■ **Extracted records**
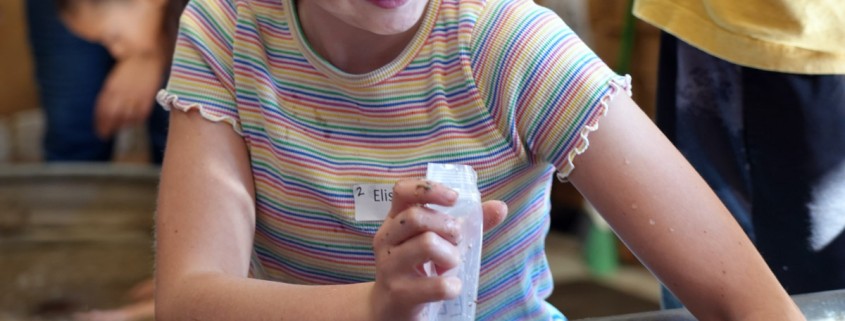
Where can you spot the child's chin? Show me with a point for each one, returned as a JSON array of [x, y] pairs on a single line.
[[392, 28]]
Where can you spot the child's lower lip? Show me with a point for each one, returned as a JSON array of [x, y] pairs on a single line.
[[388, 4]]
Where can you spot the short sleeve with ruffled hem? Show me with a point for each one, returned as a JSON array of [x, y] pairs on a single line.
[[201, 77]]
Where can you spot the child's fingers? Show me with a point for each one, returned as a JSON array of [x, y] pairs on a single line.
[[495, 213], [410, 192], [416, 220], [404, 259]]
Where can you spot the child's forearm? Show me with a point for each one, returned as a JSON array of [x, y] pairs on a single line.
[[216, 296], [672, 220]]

* * *

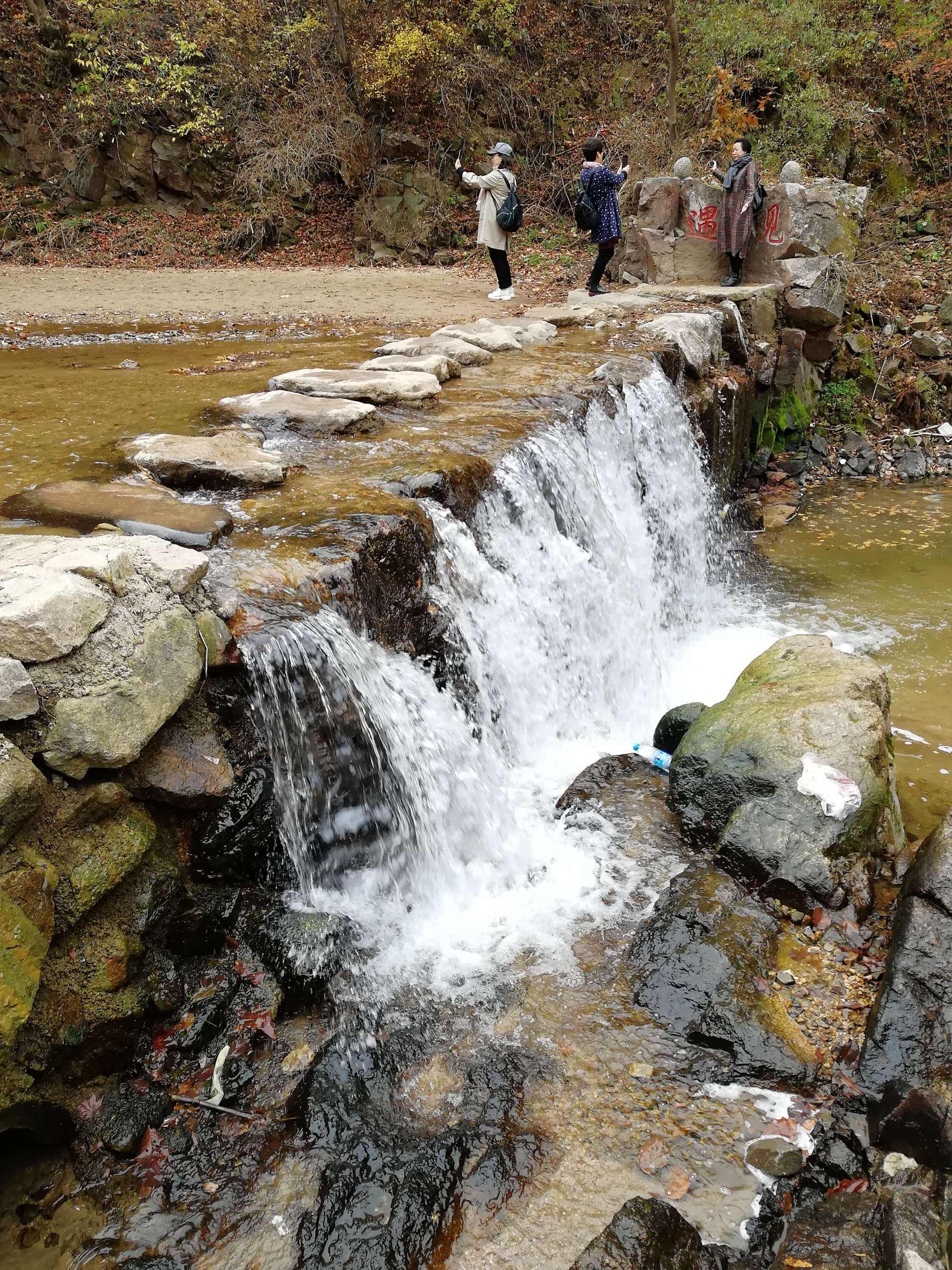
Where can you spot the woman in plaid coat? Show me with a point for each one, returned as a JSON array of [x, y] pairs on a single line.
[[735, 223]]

■ **Exercise prompt**
Extract verbatim the lines starting at the line containing "Where can you spot the child's chin?" and ending with the line containing "[[495, 213], [410, 192], [416, 220], [404, 259]]", including both of those lines.

■ **Solved exercise**
Where can you spot the child's chin? Show me with a point for each one, returned as a JSON array of [x, y] pairs on a single line.
[[392, 28]]
Where can you spot the child's lower lip? Show me with a point for each one, returned as a JSON array of [x, y] pairs on a single line.
[[388, 4]]
Where can you spot the short sleeve with ruffled hem? Show me with a point for each one, returned as a JSON array of [x, y] pairs on a single line.
[[201, 77]]
Where can you spot the child's fingers? Show me with a point for each one, returned as a JSON array of [x, y] pairs on a single line.
[[495, 213], [410, 192], [416, 220], [404, 259]]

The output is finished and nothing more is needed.